■ **What to work on**
Reproduce verbatim everything from the start of the rows through the line containing "[[[426,1],[35,2],[1,7],[0,105],[431,112]]]", including that line. Leave the pictures out.

■ **Available records**
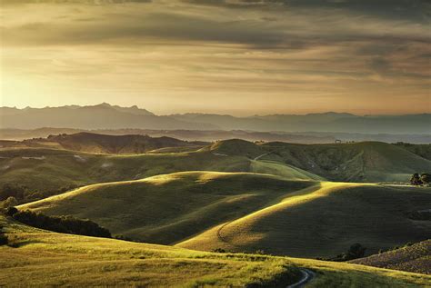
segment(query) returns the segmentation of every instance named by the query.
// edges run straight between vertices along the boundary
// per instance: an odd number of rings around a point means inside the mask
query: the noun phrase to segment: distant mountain
[[[137,106],[103,103],[92,106],[0,108],[0,127],[78,129],[243,130],[349,134],[431,134],[431,114],[366,115],[328,112],[236,117],[209,114],[155,115]]]
[[[108,104],[92,106],[45,108],[0,108],[2,128],[41,127],[79,129],[215,129],[211,124],[187,123],[169,116],[156,116],[136,106],[120,107]]]
[[[104,135],[92,133],[50,135],[47,138],[25,140],[15,145],[29,147],[58,147],[66,150],[104,154],[142,154],[166,147],[186,147],[207,144],[186,142],[171,137],[147,135]]]
[[[350,261],[356,264],[431,274],[431,239]]]
[[[431,134],[431,114],[358,116],[346,113],[234,117],[205,114],[174,114],[176,120],[215,124],[222,130],[332,132],[362,134]]]

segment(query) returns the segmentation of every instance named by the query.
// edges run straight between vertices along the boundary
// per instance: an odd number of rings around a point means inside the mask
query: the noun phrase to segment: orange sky
[[[426,1],[35,2],[1,7],[0,105],[431,112]]]

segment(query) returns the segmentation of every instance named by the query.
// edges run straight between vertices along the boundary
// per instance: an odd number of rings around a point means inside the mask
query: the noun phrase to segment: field
[[[354,260],[351,263],[431,274],[431,240]]]
[[[430,276],[349,263],[67,235],[4,217],[14,247],[0,246],[0,283],[15,286],[286,287],[301,267],[316,272],[307,287],[420,287]]]
[[[371,254],[431,238],[429,221],[408,218],[430,199],[425,187],[187,172],[85,186],[19,208],[88,218],[145,243],[316,258],[355,243]]]
[[[0,248],[8,259],[2,265],[40,285],[286,287],[301,276],[301,267],[316,273],[310,287],[429,281],[315,260],[356,243],[369,256],[431,238],[431,222],[411,218],[429,209],[431,188],[406,184],[413,173],[430,171],[431,161],[398,145],[234,139],[141,154],[5,147],[0,169],[3,184],[25,187],[19,209],[90,219],[141,243],[42,232],[3,219],[18,248]],[[373,257],[363,263],[408,270],[413,263],[380,265]],[[428,262],[422,257],[408,271],[426,272]],[[174,272],[163,278],[167,271]],[[0,283],[15,281],[6,278]]]

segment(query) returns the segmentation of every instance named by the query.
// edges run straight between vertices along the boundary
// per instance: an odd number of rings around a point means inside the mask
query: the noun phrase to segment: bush
[[[10,196],[6,200],[0,203],[1,208],[9,208],[13,206],[16,206],[18,204],[18,201],[15,197]]]
[[[81,220],[73,216],[47,216],[28,210],[17,211],[12,215],[16,221],[36,228],[70,234],[111,238],[109,230],[90,220]]]
[[[7,236],[4,234],[0,234],[0,246],[7,245],[8,243],[9,243],[9,239],[7,238]]]
[[[130,239],[129,237],[126,237],[123,234],[117,234],[117,235],[114,235],[114,238],[116,239],[116,240],[123,240],[123,241],[129,241],[129,242],[133,242],[132,239]]]
[[[18,213],[18,209],[16,209],[15,207],[8,207],[6,209],[6,215],[7,216],[14,216],[15,214]]]
[[[336,255],[334,258],[317,258],[317,260],[326,260],[326,261],[335,261],[335,262],[344,262],[350,261],[357,258],[362,258],[366,254],[366,248],[362,246],[360,243],[356,243],[350,246],[346,253]]]

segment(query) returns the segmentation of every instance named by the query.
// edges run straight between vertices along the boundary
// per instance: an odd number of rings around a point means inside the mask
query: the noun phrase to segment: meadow
[[[11,246],[0,246],[0,283],[8,287],[286,287],[300,269],[307,287],[421,287],[431,276],[310,259],[196,252],[120,240],[62,234],[0,217]]]

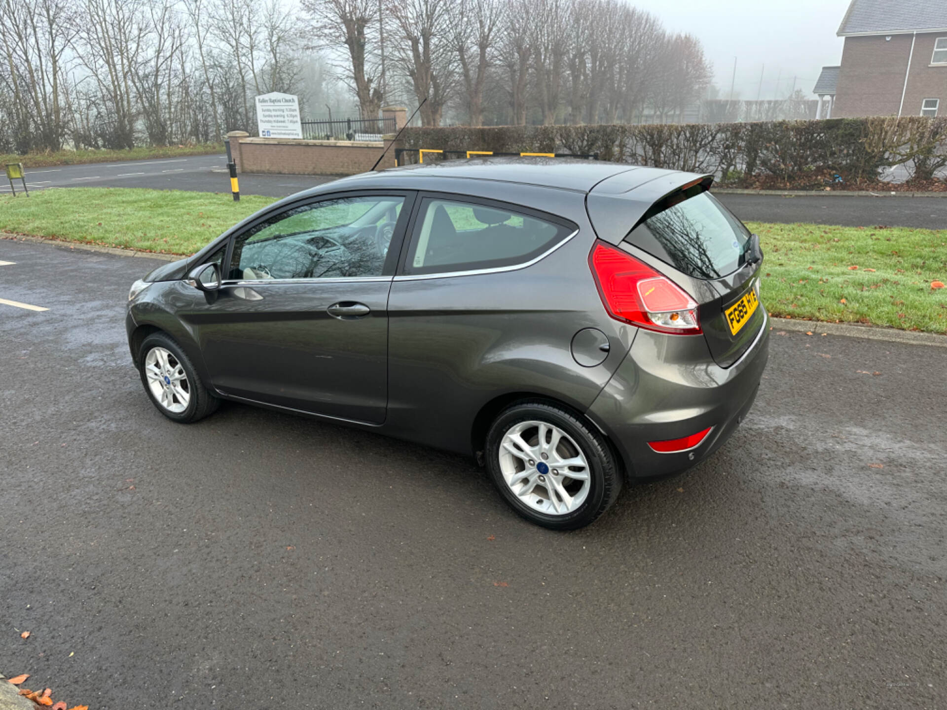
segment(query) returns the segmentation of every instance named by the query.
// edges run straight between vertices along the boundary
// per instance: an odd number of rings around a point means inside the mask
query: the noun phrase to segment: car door
[[[413,194],[335,193],[236,235],[216,294],[189,314],[231,397],[382,423],[387,300]]]

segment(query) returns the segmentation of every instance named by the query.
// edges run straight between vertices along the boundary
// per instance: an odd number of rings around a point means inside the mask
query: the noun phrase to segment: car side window
[[[380,276],[404,198],[346,197],[292,207],[234,241],[231,280]]]
[[[415,221],[404,273],[438,274],[524,263],[575,229],[527,210],[425,198]]]

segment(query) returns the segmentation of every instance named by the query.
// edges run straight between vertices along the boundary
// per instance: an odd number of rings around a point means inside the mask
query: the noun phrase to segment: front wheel
[[[220,404],[204,386],[181,346],[165,333],[145,338],[138,367],[152,402],[172,421],[189,424],[203,419]]]
[[[526,401],[502,412],[487,435],[486,453],[491,478],[512,508],[553,530],[589,524],[621,488],[607,442],[552,404]]]

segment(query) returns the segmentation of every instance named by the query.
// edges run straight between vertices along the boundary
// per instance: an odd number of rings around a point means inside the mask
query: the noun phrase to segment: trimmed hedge
[[[883,169],[903,166],[907,185],[947,189],[947,117],[408,128],[402,145],[599,153],[599,160],[713,173],[718,184],[738,187],[864,187],[878,185]],[[403,157],[410,162],[410,153]]]

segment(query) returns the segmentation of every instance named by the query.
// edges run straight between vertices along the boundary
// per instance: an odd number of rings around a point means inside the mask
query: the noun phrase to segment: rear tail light
[[[613,318],[665,333],[701,332],[697,304],[648,264],[601,242],[596,243],[589,262]]]
[[[649,441],[648,446],[658,453],[677,453],[678,452],[687,452],[691,449],[696,449],[704,439],[706,438],[707,435],[710,434],[710,430],[713,427],[707,427],[703,432],[698,432],[697,434],[692,434],[689,436],[684,436],[679,439],[669,439],[668,441]]]

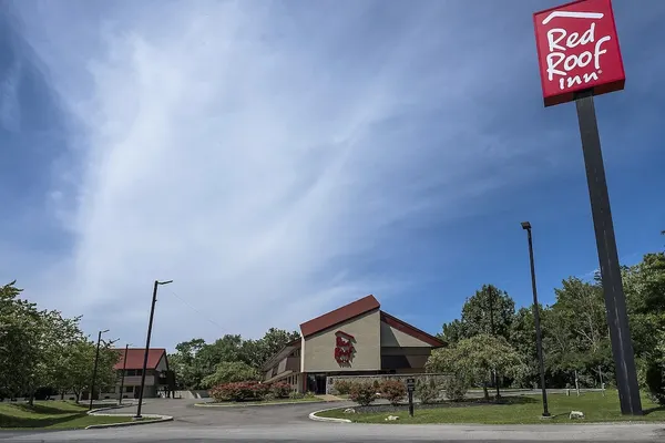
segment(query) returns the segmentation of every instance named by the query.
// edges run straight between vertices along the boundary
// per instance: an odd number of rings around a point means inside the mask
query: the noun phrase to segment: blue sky
[[[623,264],[662,249],[665,3],[614,2],[596,99]],[[438,332],[597,256],[573,104],[542,106],[552,1],[3,2],[0,281],[139,346],[256,337],[374,293]],[[184,300],[184,301],[183,301]]]

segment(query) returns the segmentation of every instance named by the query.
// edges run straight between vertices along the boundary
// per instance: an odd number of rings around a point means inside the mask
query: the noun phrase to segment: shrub
[[[448,400],[461,401],[467,395],[469,383],[463,377],[451,377],[443,383],[443,389],[446,390]]]
[[[644,371],[644,381],[652,400],[665,405],[665,368],[649,362]]]
[[[385,380],[380,387],[381,396],[387,399],[390,404],[397,406],[407,395],[405,383],[398,380]]]
[[[338,380],[335,382],[334,388],[339,395],[347,395],[349,392],[351,392],[352,385],[354,383],[348,380]]]
[[[416,396],[420,399],[423,404],[436,402],[439,399],[439,388],[434,380],[430,380],[429,383],[418,381],[418,383],[416,383]]]
[[[371,383],[355,383],[349,392],[349,399],[361,406],[370,405],[377,398],[377,390]]]
[[[217,401],[262,400],[270,391],[270,385],[256,381],[223,383],[209,390],[211,396]]]
[[[279,381],[270,384],[270,393],[275,399],[287,399],[290,393],[290,384]]]

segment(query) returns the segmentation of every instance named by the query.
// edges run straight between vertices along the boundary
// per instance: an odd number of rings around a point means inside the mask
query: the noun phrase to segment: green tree
[[[260,373],[243,361],[223,361],[217,364],[215,372],[202,381],[204,389],[211,389],[222,383],[258,380]]]
[[[460,380],[481,384],[487,400],[490,398],[488,381],[492,371],[518,378],[525,370],[521,356],[508,340],[487,333],[434,350],[426,367],[430,372],[453,373]],[[497,395],[500,396],[499,389]]]
[[[514,315],[515,302],[505,291],[483,285],[464,302],[461,323],[467,337],[485,333],[509,339]]]

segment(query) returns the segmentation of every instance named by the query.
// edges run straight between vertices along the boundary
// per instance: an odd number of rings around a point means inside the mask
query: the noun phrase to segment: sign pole
[[[601,279],[607,309],[607,324],[612,341],[612,354],[616,371],[616,387],[621,412],[624,415],[642,415],[642,401],[637,384],[635,357],[631,342],[626,299],[623,291],[614,225],[610,210],[610,194],[601,152],[601,137],[593,103],[593,91],[575,94],[577,122],[582,137],[582,152],[586,167],[586,181],[591,197],[591,212],[595,230]]]
[[[416,389],[416,379],[407,379],[407,393],[409,394],[409,415],[413,416],[413,390]]]

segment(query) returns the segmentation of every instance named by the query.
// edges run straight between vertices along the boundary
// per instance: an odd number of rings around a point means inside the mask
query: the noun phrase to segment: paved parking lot
[[[201,408],[194,403],[205,400],[149,399],[142,413],[163,414],[174,418],[174,424],[197,426],[248,426],[248,425],[288,425],[310,422],[310,412],[325,408],[351,405],[350,402],[311,402],[300,404],[275,404],[262,406]],[[113,413],[133,413],[136,406],[116,409]],[[165,423],[167,425],[167,423]]]

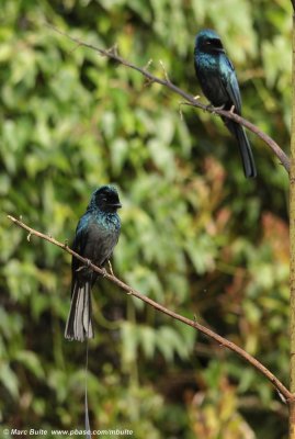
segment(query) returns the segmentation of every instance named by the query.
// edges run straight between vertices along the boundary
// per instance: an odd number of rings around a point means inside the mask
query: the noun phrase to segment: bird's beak
[[[214,50],[220,52],[220,54],[225,54],[224,47],[215,47]]]
[[[111,206],[112,207],[116,207],[116,209],[121,209],[122,204],[121,203],[114,203],[114,204],[111,204]]]

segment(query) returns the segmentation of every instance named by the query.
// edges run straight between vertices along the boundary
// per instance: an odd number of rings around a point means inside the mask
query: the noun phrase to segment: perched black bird
[[[122,205],[115,188],[103,185],[97,189],[78,223],[72,250],[95,266],[102,267],[111,258],[118,240],[121,221],[117,209],[120,207]],[[72,258],[71,271],[71,304],[65,337],[69,340],[83,341],[86,337],[94,336],[90,293],[99,274],[77,258]]]
[[[212,30],[201,31],[195,38],[194,67],[205,97],[214,106],[241,114],[241,97],[232,64],[225,54],[219,36]],[[232,111],[231,110],[231,111]],[[223,117],[227,128],[238,140],[246,177],[256,177],[251,146],[243,127]]]

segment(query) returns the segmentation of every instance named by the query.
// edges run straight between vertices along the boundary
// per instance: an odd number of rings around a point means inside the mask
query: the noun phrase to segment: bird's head
[[[107,213],[116,212],[122,207],[116,189],[113,185],[102,185],[97,189],[91,196],[90,207]]]
[[[195,37],[195,52],[216,55],[225,53],[225,49],[216,32],[211,29],[204,29]]]

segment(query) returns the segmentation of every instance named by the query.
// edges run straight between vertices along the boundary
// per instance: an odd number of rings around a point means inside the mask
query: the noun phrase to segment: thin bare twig
[[[151,299],[147,297],[146,295],[139,293],[132,286],[127,285],[126,283],[122,282],[120,279],[117,279],[115,275],[107,273],[104,269],[101,269],[93,263],[90,263],[88,259],[82,258],[80,255],[71,250],[67,244],[61,244],[58,240],[54,239],[53,237],[45,235],[41,232],[35,230],[32,227],[29,227],[26,224],[24,224],[22,221],[16,219],[15,217],[8,215],[8,218],[12,221],[14,224],[16,224],[19,227],[23,228],[29,233],[27,236],[32,237],[33,235],[37,236],[38,238],[45,239],[52,244],[54,244],[57,247],[60,247],[63,250],[66,250],[68,254],[72,255],[75,258],[79,259],[81,262],[84,264],[91,267],[91,269],[100,274],[103,274],[104,278],[109,279],[111,282],[116,284],[120,289],[124,290],[127,294],[131,294],[140,301],[147,303],[148,305],[152,306],[155,309],[160,311],[161,313],[179,320],[182,322],[183,324],[191,326],[192,328],[195,328],[200,330],[201,333],[205,334],[207,337],[212,338],[215,340],[219,346],[230,349],[232,352],[237,353],[239,357],[241,357],[245,361],[250,363],[254,369],[257,369],[260,373],[262,373],[277,390],[279,394],[283,395],[284,399],[290,403],[295,399],[295,395],[293,395],[285,386],[284,384],[269,370],[266,369],[260,361],[258,361],[254,357],[252,357],[250,353],[246,352],[243,349],[241,349],[239,346],[235,345],[232,341],[227,340],[226,338],[219,336],[218,334],[214,333],[213,330],[208,329],[207,327],[201,325],[200,323],[196,322],[196,318],[194,317],[193,320],[183,317],[180,314],[174,313],[171,309],[168,309],[163,305],[160,305],[159,303],[152,301]]]
[[[294,0],[295,2],[295,0]],[[138,71],[139,74],[144,75],[148,79],[148,83],[157,82],[161,86],[164,86],[169,88],[171,91],[174,93],[181,95],[188,103],[190,103],[191,106],[202,109],[204,111],[207,111],[209,113],[218,114],[219,116],[224,116],[226,119],[230,119],[240,125],[243,125],[246,128],[250,130],[252,133],[254,133],[258,137],[260,137],[275,154],[275,156],[280,159],[281,164],[284,166],[286,171],[290,171],[290,159],[286,156],[286,154],[283,151],[283,149],[274,142],[268,134],[263,133],[257,125],[252,124],[251,122],[247,121],[246,119],[239,116],[238,114],[235,114],[230,111],[225,111],[225,110],[215,110],[204,103],[201,103],[198,100],[195,100],[192,94],[186,93],[179,87],[177,87],[173,82],[170,81],[168,78],[168,75],[164,70],[164,79],[158,78],[155,75],[150,74],[146,68],[138,67],[134,65],[133,63],[128,61],[127,59],[123,58],[120,56],[116,50],[107,50],[103,48],[95,47],[92,44],[83,43],[82,41],[75,38],[67,33],[59,31],[58,29],[52,26],[50,24],[47,24],[48,27],[54,30],[55,32],[59,33],[60,35],[66,36],[67,38],[71,40],[73,43],[76,43],[78,46],[83,46],[88,47],[92,50],[98,52],[102,56],[106,56],[107,58],[111,58],[123,66],[126,66],[133,70]]]

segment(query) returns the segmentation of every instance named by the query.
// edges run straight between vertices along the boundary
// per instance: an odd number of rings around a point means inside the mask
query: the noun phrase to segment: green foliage
[[[71,240],[91,191],[117,185],[115,273],[245,347],[288,380],[287,176],[250,135],[246,181],[218,117],[47,26],[200,93],[195,33],[212,26],[238,72],[243,114],[288,144],[291,4],[277,0],[3,0],[0,11],[0,419],[83,428],[84,346],[64,340],[70,258],[7,214]],[[203,99],[203,98],[202,98]],[[125,296],[94,291],[93,429],[136,438],[283,438],[285,407],[234,354]],[[263,416],[263,423],[261,417]],[[282,420],[283,417],[283,420]]]

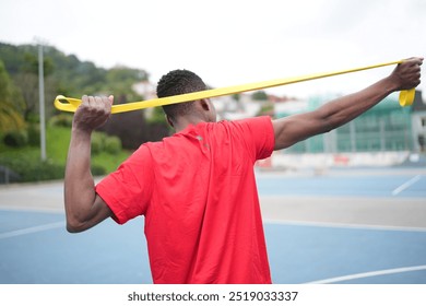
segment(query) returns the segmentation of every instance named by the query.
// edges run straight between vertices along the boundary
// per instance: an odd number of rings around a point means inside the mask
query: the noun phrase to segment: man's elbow
[[[71,234],[81,233],[88,227],[86,223],[79,221],[78,219],[67,216],[67,232]]]
[[[85,228],[67,221],[67,232],[71,234],[84,232]]]

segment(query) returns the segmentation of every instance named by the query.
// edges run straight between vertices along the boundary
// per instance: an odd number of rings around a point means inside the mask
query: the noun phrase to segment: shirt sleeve
[[[141,145],[116,172],[96,185],[96,192],[113,211],[113,219],[123,224],[146,212],[153,181],[151,153]]]
[[[253,161],[271,156],[275,146],[275,137],[270,117],[237,120],[236,123],[240,127],[249,151],[252,152]]]

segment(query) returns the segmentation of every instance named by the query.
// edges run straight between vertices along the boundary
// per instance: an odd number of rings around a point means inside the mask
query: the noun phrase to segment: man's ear
[[[170,127],[174,128],[175,126],[173,125],[170,117],[168,117],[167,114],[165,114],[164,117],[166,117],[166,120],[170,125]]]

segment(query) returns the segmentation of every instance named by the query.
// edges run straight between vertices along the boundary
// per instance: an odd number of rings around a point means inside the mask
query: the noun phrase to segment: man
[[[271,283],[253,164],[311,136],[342,126],[392,92],[419,84],[423,58],[317,110],[277,120],[216,122],[210,99],[164,106],[173,137],[142,144],[94,185],[91,133],[110,115],[113,96],[83,96],[75,111],[64,179],[67,228],[85,231],[107,217],[145,216],[154,283]],[[202,91],[194,73],[175,70],[158,97]]]

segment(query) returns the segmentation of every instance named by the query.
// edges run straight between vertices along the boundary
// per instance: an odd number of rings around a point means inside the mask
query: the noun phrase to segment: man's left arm
[[[318,109],[273,120],[274,150],[288,148],[309,137],[331,131],[370,109],[395,91],[410,90],[421,83],[423,58],[411,58],[375,84],[336,98]]]

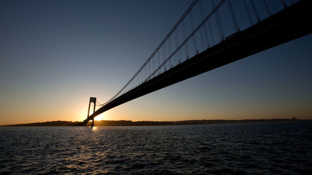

■ **Task answer**
segment(query) returns the segmentation of every instance named by the query.
// edges run straight between vertices along the boundary
// per instance: an odd number of rings around a point means inside the mask
query: the noun phrase to segment: distant mountain
[[[137,106],[103,103],[92,106],[0,108],[0,127],[78,129],[243,130],[349,134],[431,134],[431,114],[366,115],[328,112],[236,117],[209,114],[155,115]]]
[[[108,104],[92,106],[45,108],[0,108],[2,128],[41,127],[79,129],[215,129],[211,124],[187,123],[169,116],[156,116],[136,106],[120,107]]]
[[[104,135],[92,133],[50,135],[47,138],[25,140],[15,145],[29,147],[58,147],[66,150],[104,154],[142,154],[166,147],[186,147],[207,144],[186,142],[171,137],[147,135]]]
[[[350,261],[356,264],[431,274],[431,239]]]
[[[431,134],[431,114],[358,116],[346,113],[234,117],[205,114],[174,114],[176,120],[215,124],[222,130],[332,132],[362,134]]]

segment(query) returns the segmentation of every instance named by the query.
// edges run straight between vertices along the boundary
// per instance: an odd number of rings around a point means inside the mask
query: the noun phrase to segment: orange sky
[[[426,1],[35,2],[1,7],[0,105],[431,112]]]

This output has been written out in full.